▶ [Do this] Copy the rows exactly, from the start of the rows through the line that contains "(309, 283), (342, 305)". Leave the pictures out of your copy.

[Lines of data]
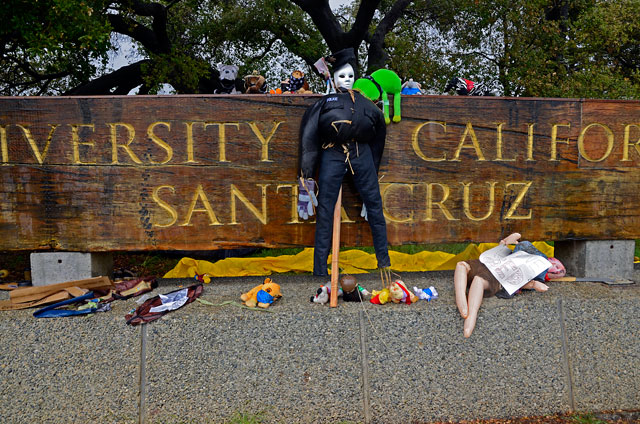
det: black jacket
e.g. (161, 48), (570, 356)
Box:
(300, 89), (387, 178)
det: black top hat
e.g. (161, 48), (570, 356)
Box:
(326, 47), (358, 78)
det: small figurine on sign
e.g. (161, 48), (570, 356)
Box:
(214, 65), (244, 94)
(240, 277), (282, 308)
(282, 71), (312, 94)
(444, 77), (493, 96)
(402, 78), (422, 96)
(244, 71), (267, 94)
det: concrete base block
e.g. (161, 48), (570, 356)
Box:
(554, 240), (635, 279)
(30, 252), (113, 286)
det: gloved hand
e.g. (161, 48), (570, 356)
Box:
(298, 178), (318, 220)
(360, 203), (369, 221)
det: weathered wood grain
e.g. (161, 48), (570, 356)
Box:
(0, 95), (640, 251)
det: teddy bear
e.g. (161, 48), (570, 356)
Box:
(214, 64), (244, 94)
(244, 71), (267, 94)
(240, 277), (282, 308)
(389, 280), (419, 305)
(282, 70), (312, 94)
(309, 283), (342, 305)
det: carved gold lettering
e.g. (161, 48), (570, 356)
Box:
(107, 122), (142, 165)
(504, 181), (533, 219)
(549, 124), (571, 161)
(230, 184), (269, 225)
(622, 124), (640, 162)
(424, 183), (458, 221)
(69, 124), (96, 165)
(204, 121), (240, 162)
(460, 181), (497, 221)
(451, 122), (485, 162)
(526, 124), (536, 161)
(180, 184), (222, 227)
(495, 122), (515, 162)
(411, 121), (447, 162)
(247, 121), (284, 162)
(16, 124), (60, 165)
(380, 183), (413, 223)
(578, 122), (614, 162)
(151, 185), (179, 228)
(147, 121), (173, 165)
(185, 121), (197, 163)
(0, 125), (9, 163)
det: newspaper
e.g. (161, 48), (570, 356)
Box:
(480, 244), (551, 295)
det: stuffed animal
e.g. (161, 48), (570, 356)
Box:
(402, 78), (422, 96)
(309, 284), (342, 305)
(244, 71), (267, 94)
(282, 71), (312, 94)
(370, 287), (390, 305)
(340, 275), (370, 302)
(389, 280), (418, 305)
(353, 69), (402, 124)
(413, 286), (438, 302)
(214, 65), (244, 94)
(444, 77), (493, 96)
(240, 277), (282, 308)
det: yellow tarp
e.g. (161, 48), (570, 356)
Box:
(163, 242), (553, 278)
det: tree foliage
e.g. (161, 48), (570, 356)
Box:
(0, 0), (640, 98)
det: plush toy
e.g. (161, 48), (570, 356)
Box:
(401, 78), (422, 96)
(444, 77), (493, 96)
(413, 286), (438, 302)
(244, 71), (267, 94)
(309, 284), (342, 305)
(214, 65), (244, 94)
(370, 287), (390, 305)
(240, 277), (282, 308)
(353, 69), (402, 124)
(282, 71), (312, 94)
(389, 280), (418, 305)
(187, 266), (211, 284)
(340, 275), (370, 302)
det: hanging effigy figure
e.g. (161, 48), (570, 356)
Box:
(298, 48), (391, 276)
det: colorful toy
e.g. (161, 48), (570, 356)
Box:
(370, 287), (390, 305)
(413, 286), (438, 302)
(389, 280), (418, 305)
(309, 284), (342, 305)
(401, 78), (422, 96)
(240, 277), (282, 308)
(214, 65), (244, 94)
(244, 71), (267, 94)
(353, 69), (402, 124)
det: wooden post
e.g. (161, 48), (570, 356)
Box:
(329, 187), (342, 308)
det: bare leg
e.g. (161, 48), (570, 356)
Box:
(464, 277), (489, 337)
(453, 262), (471, 318)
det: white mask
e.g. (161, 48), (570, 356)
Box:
(333, 63), (355, 90)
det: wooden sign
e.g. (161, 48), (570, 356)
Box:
(0, 95), (640, 251)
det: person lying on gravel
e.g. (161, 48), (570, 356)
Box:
(453, 233), (557, 337)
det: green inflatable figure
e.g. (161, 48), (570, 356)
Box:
(353, 69), (402, 124)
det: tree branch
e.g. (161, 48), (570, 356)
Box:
(63, 59), (149, 96)
(368, 0), (412, 73)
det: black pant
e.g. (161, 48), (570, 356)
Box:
(313, 142), (391, 276)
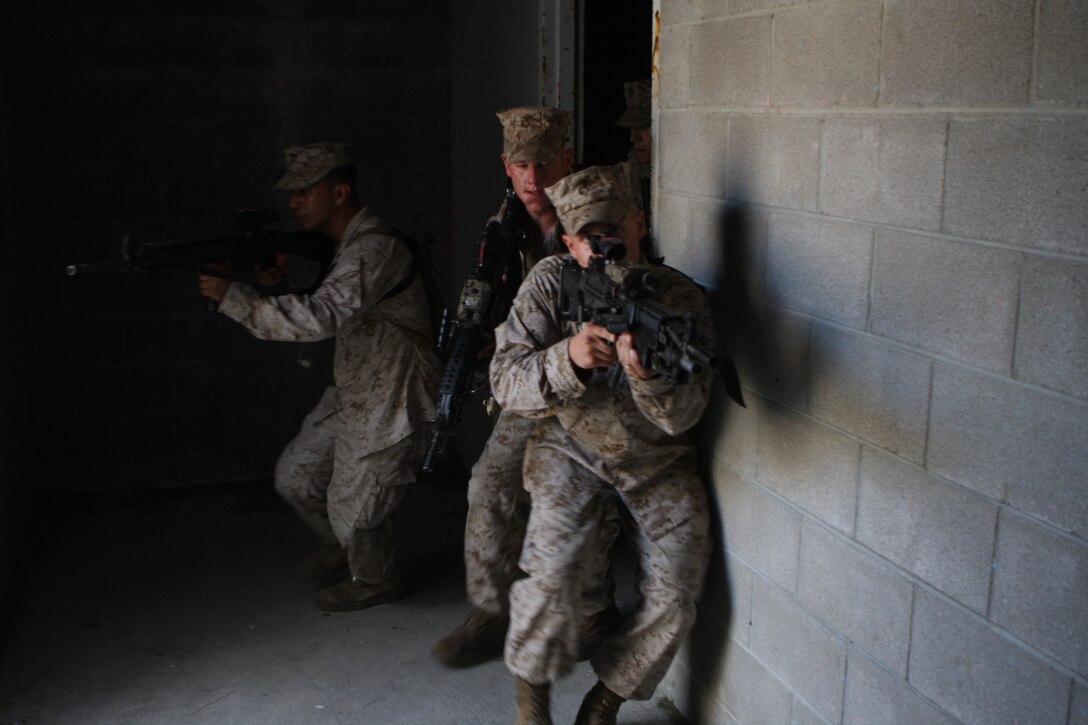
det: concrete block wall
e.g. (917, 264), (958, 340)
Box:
(654, 0), (1088, 725)
(0, 0), (450, 489)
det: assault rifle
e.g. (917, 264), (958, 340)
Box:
(65, 209), (334, 294)
(423, 183), (526, 474)
(559, 236), (718, 384)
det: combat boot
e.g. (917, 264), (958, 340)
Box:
(431, 607), (510, 667)
(578, 602), (622, 662)
(574, 679), (626, 725)
(318, 574), (408, 612)
(515, 677), (552, 725)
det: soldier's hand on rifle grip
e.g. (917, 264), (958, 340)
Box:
(616, 332), (658, 380)
(567, 322), (616, 370)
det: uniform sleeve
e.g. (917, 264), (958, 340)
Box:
(219, 235), (411, 342)
(628, 279), (714, 435)
(491, 260), (585, 417)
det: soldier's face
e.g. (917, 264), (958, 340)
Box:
(288, 180), (335, 232)
(503, 148), (574, 216)
(631, 126), (654, 164)
(562, 207), (646, 267)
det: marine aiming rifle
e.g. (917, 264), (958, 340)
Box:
(423, 187), (526, 474)
(559, 236), (718, 384)
(65, 209), (334, 295)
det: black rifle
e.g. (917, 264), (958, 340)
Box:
(65, 209), (334, 294)
(423, 183), (526, 474)
(559, 237), (718, 384)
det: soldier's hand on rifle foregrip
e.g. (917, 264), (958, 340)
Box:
(616, 332), (658, 380)
(567, 322), (616, 370)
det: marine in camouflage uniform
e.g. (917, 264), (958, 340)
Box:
(616, 78), (660, 261)
(433, 106), (619, 667)
(201, 144), (442, 611)
(491, 163), (713, 722)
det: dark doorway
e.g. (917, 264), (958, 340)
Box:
(579, 0), (654, 165)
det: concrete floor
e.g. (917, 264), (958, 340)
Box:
(0, 482), (683, 725)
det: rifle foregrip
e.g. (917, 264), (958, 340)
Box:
(423, 430), (448, 474)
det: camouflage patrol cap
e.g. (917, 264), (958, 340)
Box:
(495, 106), (573, 163)
(616, 78), (654, 128)
(272, 144), (351, 192)
(544, 161), (635, 234)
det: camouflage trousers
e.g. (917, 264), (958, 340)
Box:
(274, 392), (429, 583)
(504, 426), (710, 700)
(465, 411), (619, 617)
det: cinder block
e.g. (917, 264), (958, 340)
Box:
(808, 322), (930, 463)
(842, 649), (959, 725)
(990, 512), (1088, 677)
(819, 116), (947, 230)
(1035, 0), (1088, 106)
(1070, 681), (1088, 725)
(657, 113), (729, 197)
(655, 23), (691, 109)
(726, 115), (819, 211)
(757, 405), (858, 534)
(790, 697), (830, 725)
(698, 378), (761, 480)
(944, 115), (1088, 256)
(857, 448), (998, 612)
(726, 0), (812, 14)
(751, 578), (846, 723)
(770, 0), (882, 108)
(660, 0), (703, 29)
(1015, 257), (1088, 398)
(910, 591), (1070, 723)
(709, 204), (770, 299)
(688, 15), (771, 107)
(926, 365), (1088, 537)
(871, 230), (1022, 372)
(696, 641), (793, 723)
(716, 459), (801, 591)
(727, 300), (811, 410)
(880, 0), (1034, 106)
(726, 553), (755, 646)
(687, 194), (743, 290)
(767, 213), (873, 329)
(798, 521), (913, 677)
(654, 192), (693, 269)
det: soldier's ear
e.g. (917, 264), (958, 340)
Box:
(562, 232), (578, 254)
(333, 182), (351, 207)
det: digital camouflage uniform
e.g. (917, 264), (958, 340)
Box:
(220, 191), (442, 583)
(456, 106), (619, 616)
(491, 164), (713, 699)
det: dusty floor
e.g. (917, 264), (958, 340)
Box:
(0, 474), (682, 725)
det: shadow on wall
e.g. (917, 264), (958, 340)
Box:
(684, 194), (806, 722)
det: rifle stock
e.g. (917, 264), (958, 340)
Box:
(560, 258), (718, 384)
(65, 209), (334, 294)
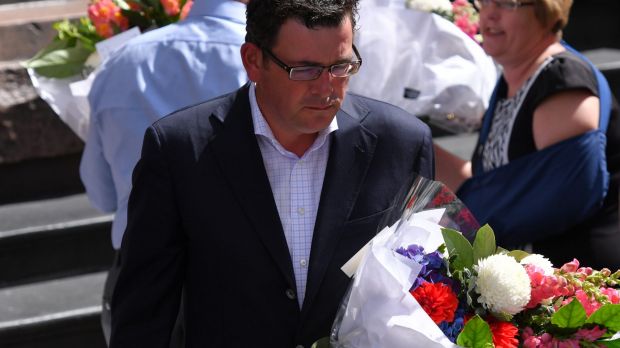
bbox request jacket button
[286,289,297,300]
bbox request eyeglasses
[263,45,362,81]
[474,0,535,11]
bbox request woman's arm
[433,144,472,192]
[532,90,600,150]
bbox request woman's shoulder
[533,51,598,96]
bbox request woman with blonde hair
[435,0,620,270]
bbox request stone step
[0,194,114,288]
[0,272,106,348]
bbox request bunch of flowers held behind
[396,226,620,347]
[405,0,482,42]
[25,0,193,78]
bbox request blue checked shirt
[250,84,338,307]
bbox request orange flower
[88,0,129,38]
[179,0,194,20]
[159,0,181,16]
[411,282,459,324]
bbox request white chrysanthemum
[406,0,452,12]
[521,254,553,275]
[476,254,531,314]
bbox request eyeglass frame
[474,0,536,11]
[261,45,362,81]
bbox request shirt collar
[249,82,338,156]
[187,0,246,23]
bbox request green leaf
[24,40,69,64]
[474,224,496,263]
[551,299,587,329]
[587,304,620,332]
[310,337,331,348]
[456,315,493,348]
[441,228,474,270]
[507,250,530,262]
[28,45,93,78]
[596,339,620,348]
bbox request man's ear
[241,42,263,82]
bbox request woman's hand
[532,90,600,150]
[433,144,472,192]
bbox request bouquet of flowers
[24,0,193,78]
[23,0,193,141]
[319,180,620,348]
[406,0,482,43]
[349,0,498,133]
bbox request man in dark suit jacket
[111,0,434,348]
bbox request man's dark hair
[245,0,358,49]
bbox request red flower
[489,320,519,348]
[411,282,459,324]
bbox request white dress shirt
[250,84,338,307]
[80,0,247,249]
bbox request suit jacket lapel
[303,98,377,308]
[209,86,295,289]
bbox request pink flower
[159,0,181,16]
[553,338,581,348]
[179,0,194,20]
[600,288,620,304]
[560,259,579,273]
[521,326,555,348]
[565,290,601,316]
[88,0,129,38]
[454,16,478,38]
[525,264,567,308]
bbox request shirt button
[286,289,297,300]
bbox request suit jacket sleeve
[110,127,185,348]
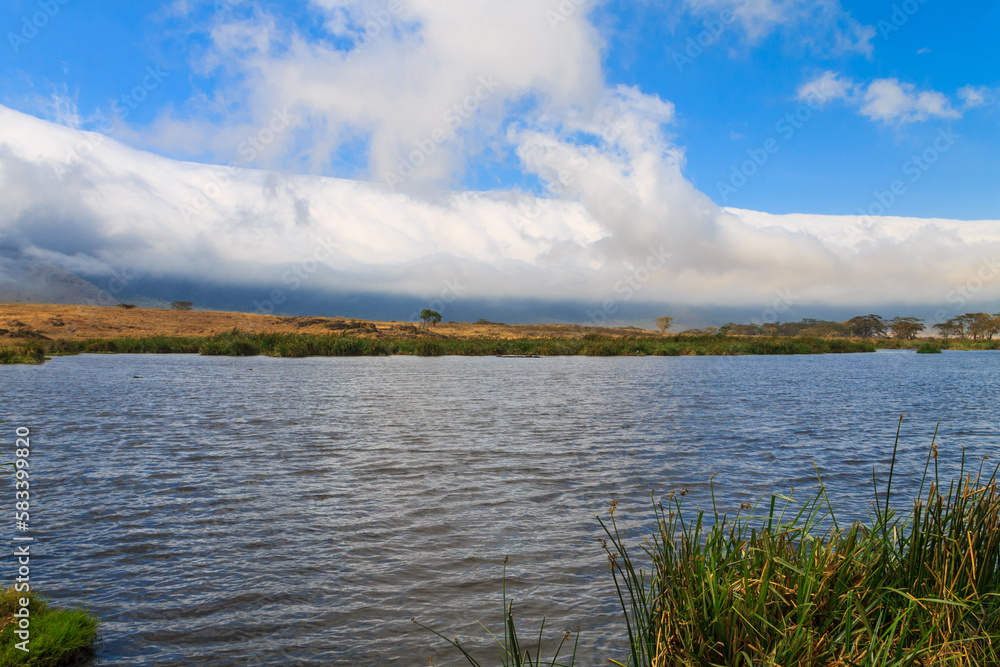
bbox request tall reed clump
[602,420,1000,667]
[432,419,1000,667]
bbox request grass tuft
[430,418,1000,667]
[0,588,99,667]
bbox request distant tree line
[661,313,1000,340]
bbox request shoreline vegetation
[426,418,1000,667]
[0,587,100,667]
[0,331,876,364]
[0,304,1000,364]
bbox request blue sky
[0,0,1000,219]
[0,0,1000,324]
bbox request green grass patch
[432,420,1000,667]
[0,588,99,667]
[0,330,875,363]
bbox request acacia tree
[934,317,965,338]
[962,313,1000,340]
[420,308,441,328]
[656,317,674,333]
[885,317,927,340]
[844,315,889,338]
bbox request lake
[0,352,1000,665]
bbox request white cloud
[797,71,964,123]
[0,103,1000,318]
[861,79,962,123]
[684,0,876,56]
[130,0,604,190]
[797,71,858,106]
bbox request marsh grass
[0,329,875,363]
[0,588,99,667]
[601,420,1000,667]
[432,419,1000,667]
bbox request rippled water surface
[0,352,1000,665]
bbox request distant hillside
[0,258,111,305]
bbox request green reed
[0,329,875,363]
[0,587,100,667]
[426,420,1000,667]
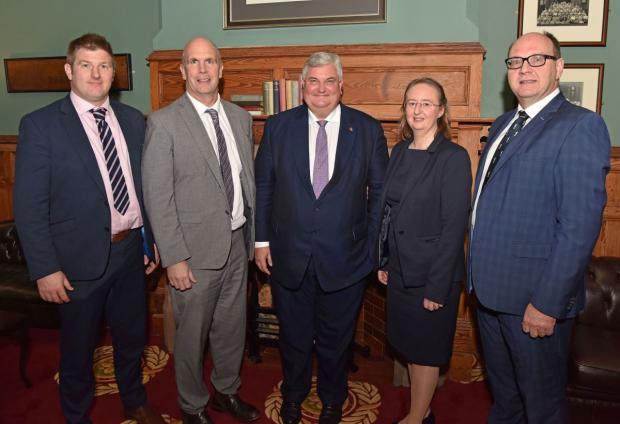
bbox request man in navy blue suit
[255,52,388,424]
[14,34,164,424]
[468,33,610,424]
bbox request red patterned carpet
[0,330,490,424]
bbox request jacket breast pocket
[178,211,205,224]
[512,243,551,259]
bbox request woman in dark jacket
[378,78,471,424]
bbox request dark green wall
[0,0,620,145]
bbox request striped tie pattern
[206,109,235,210]
[89,107,129,215]
[312,121,329,199]
[483,110,529,187]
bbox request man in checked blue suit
[255,52,388,424]
[468,33,610,424]
[14,34,164,424]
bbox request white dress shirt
[186,93,245,231]
[254,105,340,247]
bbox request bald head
[508,31,562,57]
[507,32,564,109]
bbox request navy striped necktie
[483,110,529,187]
[205,109,235,213]
[89,107,129,215]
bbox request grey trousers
[168,230,248,414]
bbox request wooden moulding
[4,53,133,93]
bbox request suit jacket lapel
[489,94,564,182]
[287,106,314,196]
[323,105,358,192]
[400,134,440,204]
[178,94,224,191]
[474,109,516,193]
[60,96,106,196]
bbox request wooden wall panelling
[592,147,620,257]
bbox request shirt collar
[185,91,222,116]
[517,88,560,119]
[308,103,340,124]
[69,90,110,115]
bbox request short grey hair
[181,36,222,65]
[301,52,342,81]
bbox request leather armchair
[0,222,59,328]
[568,257,620,424]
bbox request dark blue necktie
[483,110,529,187]
[206,109,235,211]
[89,107,129,215]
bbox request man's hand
[521,303,555,338]
[37,271,73,303]
[144,244,159,275]
[422,298,443,312]
[166,261,196,291]
[254,247,273,275]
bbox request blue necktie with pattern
[89,107,129,215]
[483,110,529,187]
[206,109,235,211]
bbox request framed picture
[560,63,605,113]
[518,0,609,46]
[4,53,133,93]
[224,0,387,29]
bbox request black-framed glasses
[505,54,558,69]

▶ [Solved problem]
det: black jacket
e.g. (161, 48), (570, 356)
Box:
(300, 89), (387, 178)
det: black top hat
e.g. (161, 48), (570, 356)
Box:
(326, 47), (358, 78)
det: small figurine on sign
e.g. (161, 48), (570, 356)
Box:
(214, 65), (244, 94)
(240, 277), (282, 308)
(282, 71), (312, 94)
(444, 77), (493, 96)
(402, 78), (422, 96)
(244, 71), (267, 94)
det: concrete base block
e.g. (161, 48), (570, 356)
Box:
(554, 240), (635, 279)
(30, 252), (113, 286)
det: gloved hand
e.g. (161, 48), (570, 356)
Box:
(298, 178), (318, 220)
(360, 203), (369, 221)
det: weathered wood grain
e.g. (161, 48), (570, 356)
Box:
(0, 95), (640, 251)
det: teddy bear
e.g. (161, 48), (570, 356)
Box:
(214, 64), (244, 94)
(244, 71), (267, 94)
(240, 277), (282, 308)
(389, 280), (419, 305)
(282, 70), (312, 94)
(309, 283), (342, 305)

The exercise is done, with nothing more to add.